Extract to read »
----
SynthSeg + SynthStrip — mri_synthseg, mri_synthstrip (the default brain-extraction tool) and their models/launcher copied from freesurfer/freesurfer (plus TensorFlow CPU and surfa), to avoid the full FreeSurfer tarball.
Aspera Connect (ascp) for HCP data download.
The thesis package itself.

Mount points are /input, /output, and /scratch; the container runs as a non-root user. ENTRYPOINT is thesis and the default CMD is info. The config directory is copied to /config and every *.example.yaml is renamed to *.yaml at build time, so cloud.yaml is available inside the image (read it for the default container paths).

GPU notes: SynthSeg/SynthStrip run on CPU TensorFlow in this image (their GPU acceleration is not bundled). FireANTs and FSLeyes are not bundled; for FireANTs GPU registration use a local install or the HPC/Apptainer setup.

FreeSurfer license: mri_synthseg and mri_synthstrip run license-free on FreeSurfer 8.x, so the image sets no FS_LICENSE. If a future/strict FreeSurfer build demands a license, run with -e FS_LICENSE=/license.txt -v /path/license.txt:/license.txt:ro (the compose file exposes an optional FS_LICENSE env var for this).

Image size: the single GPU-capable image is not smaller than the old CPU-only one. It trades size for simplicity and GPU support: the nvidia/cuda runtime base adds ~2 GB over a plain ubuntu base, and the re-added MRtrix3 + ANTs trees and the FSL GPU/vtk-base packages add more. The benefit is one image that works on both CPU and GPU hosts with no rebuild.

4. HPC via Apptainer#

On clusters where you have no root access, run each external tool as its own Apptainer/Singularity container using NeuroDesk transparent-singularity, then run the pipeline under SLURM. The full, idempotent recipe (bulk storage layout, env.sh, container install, conda env, and verification) is documented in HPC with Apptainer.
----
Provided data »
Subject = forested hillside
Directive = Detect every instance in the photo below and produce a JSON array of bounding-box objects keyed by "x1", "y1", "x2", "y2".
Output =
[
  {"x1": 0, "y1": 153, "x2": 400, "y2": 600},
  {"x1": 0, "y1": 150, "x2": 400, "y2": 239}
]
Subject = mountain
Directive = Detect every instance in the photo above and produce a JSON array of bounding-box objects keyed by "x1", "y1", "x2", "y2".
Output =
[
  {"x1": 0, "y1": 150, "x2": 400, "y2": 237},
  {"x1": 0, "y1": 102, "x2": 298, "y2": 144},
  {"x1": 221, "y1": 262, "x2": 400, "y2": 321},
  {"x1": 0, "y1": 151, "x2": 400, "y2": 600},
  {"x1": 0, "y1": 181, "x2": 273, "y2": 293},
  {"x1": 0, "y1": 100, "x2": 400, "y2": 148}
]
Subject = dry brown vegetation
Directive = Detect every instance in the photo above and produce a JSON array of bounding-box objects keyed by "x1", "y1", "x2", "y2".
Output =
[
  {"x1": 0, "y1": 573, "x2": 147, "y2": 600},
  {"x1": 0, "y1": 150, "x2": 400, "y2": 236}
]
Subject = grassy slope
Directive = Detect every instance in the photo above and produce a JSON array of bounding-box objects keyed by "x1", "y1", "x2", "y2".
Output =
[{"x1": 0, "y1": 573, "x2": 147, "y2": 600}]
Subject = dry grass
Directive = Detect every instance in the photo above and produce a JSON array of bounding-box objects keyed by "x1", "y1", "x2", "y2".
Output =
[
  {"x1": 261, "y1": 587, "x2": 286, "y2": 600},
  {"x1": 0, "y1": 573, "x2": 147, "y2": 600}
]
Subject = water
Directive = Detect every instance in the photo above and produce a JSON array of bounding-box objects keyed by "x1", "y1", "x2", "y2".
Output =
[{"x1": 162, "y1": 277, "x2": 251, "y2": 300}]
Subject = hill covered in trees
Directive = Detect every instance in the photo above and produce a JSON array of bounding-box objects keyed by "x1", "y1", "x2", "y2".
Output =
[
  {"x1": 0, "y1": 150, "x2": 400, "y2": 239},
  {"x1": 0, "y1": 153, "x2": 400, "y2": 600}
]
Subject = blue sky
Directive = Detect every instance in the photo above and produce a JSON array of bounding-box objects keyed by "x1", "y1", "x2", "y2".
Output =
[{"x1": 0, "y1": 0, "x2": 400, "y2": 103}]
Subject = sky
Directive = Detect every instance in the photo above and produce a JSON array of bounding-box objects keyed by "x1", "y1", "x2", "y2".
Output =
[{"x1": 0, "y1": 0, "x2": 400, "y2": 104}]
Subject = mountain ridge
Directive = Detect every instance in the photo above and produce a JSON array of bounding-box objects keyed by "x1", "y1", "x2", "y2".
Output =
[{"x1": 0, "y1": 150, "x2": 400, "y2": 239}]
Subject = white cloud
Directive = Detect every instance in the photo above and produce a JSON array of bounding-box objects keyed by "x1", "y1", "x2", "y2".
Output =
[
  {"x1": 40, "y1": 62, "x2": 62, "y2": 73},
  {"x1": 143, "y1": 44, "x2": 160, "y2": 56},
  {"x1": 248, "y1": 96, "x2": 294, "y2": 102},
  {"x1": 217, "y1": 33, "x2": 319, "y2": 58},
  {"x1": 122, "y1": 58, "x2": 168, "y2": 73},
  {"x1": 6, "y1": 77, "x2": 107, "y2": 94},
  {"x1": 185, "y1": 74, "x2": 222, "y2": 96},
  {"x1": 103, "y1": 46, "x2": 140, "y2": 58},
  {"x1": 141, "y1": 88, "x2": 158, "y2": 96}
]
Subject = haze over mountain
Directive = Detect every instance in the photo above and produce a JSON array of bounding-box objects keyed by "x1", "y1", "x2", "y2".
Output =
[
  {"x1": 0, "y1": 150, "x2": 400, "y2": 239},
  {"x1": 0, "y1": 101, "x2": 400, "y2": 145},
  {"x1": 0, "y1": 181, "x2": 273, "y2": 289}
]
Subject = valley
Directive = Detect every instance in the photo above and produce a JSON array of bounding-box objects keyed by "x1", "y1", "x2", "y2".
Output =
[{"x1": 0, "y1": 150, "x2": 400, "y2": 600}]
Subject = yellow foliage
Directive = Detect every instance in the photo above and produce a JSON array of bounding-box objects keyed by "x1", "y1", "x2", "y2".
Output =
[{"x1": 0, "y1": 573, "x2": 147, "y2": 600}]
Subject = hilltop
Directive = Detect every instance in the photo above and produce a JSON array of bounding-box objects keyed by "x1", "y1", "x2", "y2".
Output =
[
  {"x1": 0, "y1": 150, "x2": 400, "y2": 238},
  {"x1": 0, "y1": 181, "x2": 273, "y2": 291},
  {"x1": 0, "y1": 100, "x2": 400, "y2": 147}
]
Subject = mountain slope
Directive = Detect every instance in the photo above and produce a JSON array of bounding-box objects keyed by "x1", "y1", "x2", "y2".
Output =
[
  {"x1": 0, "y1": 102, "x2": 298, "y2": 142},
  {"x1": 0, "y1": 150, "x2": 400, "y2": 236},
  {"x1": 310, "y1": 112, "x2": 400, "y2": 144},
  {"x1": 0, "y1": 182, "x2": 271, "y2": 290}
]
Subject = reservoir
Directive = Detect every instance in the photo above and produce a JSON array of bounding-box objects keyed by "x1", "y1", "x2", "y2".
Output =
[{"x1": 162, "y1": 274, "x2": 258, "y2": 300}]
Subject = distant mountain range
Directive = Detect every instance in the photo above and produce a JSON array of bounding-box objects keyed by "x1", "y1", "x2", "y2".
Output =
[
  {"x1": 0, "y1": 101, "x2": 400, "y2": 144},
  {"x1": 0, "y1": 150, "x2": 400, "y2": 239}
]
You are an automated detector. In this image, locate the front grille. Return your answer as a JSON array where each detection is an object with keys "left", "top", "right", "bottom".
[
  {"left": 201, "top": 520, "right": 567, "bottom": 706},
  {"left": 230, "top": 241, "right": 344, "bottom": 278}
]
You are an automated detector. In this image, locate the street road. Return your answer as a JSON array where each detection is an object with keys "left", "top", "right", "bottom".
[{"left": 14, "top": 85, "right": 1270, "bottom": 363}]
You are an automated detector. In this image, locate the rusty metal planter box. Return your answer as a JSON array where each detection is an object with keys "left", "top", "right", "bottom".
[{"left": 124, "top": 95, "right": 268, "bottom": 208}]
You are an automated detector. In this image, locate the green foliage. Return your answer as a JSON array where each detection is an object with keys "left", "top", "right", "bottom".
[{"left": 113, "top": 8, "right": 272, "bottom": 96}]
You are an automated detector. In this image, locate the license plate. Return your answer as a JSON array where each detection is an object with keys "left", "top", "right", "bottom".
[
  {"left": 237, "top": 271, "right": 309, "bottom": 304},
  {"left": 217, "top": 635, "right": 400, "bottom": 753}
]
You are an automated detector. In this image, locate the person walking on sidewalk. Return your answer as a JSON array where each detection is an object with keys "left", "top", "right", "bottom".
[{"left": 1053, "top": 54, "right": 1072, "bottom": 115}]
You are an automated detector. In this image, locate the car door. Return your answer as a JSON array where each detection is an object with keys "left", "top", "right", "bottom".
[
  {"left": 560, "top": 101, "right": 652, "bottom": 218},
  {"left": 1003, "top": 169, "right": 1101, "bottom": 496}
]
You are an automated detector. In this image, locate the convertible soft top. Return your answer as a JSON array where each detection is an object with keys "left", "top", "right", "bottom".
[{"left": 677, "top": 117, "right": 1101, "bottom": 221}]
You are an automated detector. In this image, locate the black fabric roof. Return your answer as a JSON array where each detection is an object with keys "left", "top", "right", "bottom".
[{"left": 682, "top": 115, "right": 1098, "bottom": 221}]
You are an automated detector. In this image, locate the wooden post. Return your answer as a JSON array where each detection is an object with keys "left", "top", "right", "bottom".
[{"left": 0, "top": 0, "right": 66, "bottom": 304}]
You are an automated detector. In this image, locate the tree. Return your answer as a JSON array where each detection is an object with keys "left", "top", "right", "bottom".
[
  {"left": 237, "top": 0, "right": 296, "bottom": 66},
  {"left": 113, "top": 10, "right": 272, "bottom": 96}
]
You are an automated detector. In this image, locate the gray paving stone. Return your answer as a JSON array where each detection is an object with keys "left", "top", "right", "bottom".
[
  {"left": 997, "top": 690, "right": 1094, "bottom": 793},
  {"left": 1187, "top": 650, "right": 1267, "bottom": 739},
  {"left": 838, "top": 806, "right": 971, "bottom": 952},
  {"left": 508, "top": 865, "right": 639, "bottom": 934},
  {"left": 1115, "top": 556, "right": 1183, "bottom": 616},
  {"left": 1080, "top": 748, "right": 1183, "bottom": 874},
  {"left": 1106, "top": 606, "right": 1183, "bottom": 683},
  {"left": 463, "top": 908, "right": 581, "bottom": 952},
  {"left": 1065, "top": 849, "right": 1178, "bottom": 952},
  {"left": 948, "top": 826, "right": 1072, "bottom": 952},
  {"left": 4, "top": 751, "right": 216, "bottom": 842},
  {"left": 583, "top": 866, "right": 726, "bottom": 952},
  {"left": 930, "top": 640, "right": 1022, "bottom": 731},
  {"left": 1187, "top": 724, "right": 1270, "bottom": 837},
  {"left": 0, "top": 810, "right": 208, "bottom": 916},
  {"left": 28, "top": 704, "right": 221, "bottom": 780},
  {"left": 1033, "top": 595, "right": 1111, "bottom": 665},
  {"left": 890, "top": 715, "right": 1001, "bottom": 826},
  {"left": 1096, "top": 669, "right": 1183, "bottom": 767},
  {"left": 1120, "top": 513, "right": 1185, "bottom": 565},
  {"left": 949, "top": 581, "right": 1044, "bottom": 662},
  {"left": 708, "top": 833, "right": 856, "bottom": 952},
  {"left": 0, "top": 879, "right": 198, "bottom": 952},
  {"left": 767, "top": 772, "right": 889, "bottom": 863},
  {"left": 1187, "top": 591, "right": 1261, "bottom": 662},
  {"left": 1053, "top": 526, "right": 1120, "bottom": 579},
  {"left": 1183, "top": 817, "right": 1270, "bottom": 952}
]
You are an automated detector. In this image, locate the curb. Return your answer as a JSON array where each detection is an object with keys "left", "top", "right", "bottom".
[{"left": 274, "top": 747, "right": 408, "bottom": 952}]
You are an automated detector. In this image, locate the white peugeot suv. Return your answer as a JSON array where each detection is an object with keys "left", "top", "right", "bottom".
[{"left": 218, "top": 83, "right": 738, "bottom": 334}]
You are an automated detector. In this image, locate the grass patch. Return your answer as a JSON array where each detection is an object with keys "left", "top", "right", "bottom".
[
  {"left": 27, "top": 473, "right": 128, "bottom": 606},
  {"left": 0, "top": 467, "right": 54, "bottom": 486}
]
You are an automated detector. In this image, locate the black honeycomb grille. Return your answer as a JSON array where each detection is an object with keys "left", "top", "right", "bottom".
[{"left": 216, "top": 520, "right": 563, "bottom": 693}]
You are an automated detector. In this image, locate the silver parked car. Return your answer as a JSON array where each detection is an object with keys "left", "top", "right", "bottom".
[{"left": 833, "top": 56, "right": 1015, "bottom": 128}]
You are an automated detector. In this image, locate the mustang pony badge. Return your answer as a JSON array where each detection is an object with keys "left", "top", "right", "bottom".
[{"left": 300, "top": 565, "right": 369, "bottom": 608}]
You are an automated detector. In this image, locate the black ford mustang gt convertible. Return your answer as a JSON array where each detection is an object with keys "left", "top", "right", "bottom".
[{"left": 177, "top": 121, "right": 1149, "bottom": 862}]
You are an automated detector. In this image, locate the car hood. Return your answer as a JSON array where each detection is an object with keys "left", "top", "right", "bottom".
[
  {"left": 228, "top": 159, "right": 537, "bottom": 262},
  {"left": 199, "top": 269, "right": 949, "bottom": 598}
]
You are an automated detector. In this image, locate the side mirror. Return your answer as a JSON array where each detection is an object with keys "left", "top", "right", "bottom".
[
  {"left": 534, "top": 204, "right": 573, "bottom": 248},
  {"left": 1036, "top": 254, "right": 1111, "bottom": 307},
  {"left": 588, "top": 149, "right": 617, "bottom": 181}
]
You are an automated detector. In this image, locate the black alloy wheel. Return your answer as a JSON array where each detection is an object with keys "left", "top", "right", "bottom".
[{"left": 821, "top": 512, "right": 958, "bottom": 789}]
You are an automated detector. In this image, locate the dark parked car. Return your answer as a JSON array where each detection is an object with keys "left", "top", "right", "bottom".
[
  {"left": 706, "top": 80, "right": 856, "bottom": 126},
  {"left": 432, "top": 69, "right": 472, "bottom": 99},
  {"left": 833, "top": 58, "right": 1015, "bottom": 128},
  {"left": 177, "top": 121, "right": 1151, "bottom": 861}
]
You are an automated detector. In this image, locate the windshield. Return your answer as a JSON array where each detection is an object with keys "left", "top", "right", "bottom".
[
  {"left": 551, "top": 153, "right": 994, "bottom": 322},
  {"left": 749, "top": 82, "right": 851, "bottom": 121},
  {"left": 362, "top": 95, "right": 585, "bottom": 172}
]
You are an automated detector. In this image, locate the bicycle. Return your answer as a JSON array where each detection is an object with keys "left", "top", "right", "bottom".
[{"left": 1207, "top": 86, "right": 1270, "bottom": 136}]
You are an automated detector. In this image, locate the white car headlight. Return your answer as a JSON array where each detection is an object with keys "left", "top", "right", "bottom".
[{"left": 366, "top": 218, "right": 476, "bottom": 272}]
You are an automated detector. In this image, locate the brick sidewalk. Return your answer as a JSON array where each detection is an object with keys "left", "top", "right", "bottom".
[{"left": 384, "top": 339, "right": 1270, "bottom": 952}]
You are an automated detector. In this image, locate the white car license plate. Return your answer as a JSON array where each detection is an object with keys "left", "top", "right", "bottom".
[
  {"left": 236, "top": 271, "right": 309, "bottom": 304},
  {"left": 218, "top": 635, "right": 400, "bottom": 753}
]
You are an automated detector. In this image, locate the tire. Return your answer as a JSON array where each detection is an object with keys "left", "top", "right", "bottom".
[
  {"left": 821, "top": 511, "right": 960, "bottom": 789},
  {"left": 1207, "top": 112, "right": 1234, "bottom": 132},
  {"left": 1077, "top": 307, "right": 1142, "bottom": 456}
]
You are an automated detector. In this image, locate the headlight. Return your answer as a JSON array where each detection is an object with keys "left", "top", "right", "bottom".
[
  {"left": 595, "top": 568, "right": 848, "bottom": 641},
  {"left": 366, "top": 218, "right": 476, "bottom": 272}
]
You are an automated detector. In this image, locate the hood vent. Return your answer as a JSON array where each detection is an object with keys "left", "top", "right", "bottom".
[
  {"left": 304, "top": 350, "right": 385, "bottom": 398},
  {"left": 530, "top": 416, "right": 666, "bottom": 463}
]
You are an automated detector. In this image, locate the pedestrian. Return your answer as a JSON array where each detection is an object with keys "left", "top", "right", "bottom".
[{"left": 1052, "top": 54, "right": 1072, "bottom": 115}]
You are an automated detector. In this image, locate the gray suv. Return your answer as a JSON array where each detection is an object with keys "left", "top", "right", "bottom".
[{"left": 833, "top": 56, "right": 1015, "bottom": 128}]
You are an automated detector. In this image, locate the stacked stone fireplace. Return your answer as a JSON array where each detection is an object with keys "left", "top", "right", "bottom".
----
What you will do » Repeat everything in the container notes from "Mount points are" down to "var for this).", word for word.

Result »
Mount points are /input, /output, and /scratch; the container runs as a non-root user. ENTRYPOINT is thesis and the default CMD is info. The config directory is copied to /config and every *.example.yaml is renamed to *.yaml at build time, so cloud.yaml is available inside the image (read it for the default container paths).

GPU notes: SynthSeg/SynthStrip run on CPU TensorFlow in this image (their GPU acceleration is not bundled). FireANTs and FSLeyes are not bundled; for FireANTs GPU registration use a local install or the HPC/Apptainer setup.

FreeSurfer license: mri_synthseg and mri_synthstrip run license-free on FreeSurfer 8.x, so the image sets no FS_LICENSE. If a future/strict FreeSurfer build demands a license, run with -e FS_LICENSE=/license.txt -v /path/license.txt:/license.txt:ro (the compose file exposes an optional FS_LICENSE env var for this).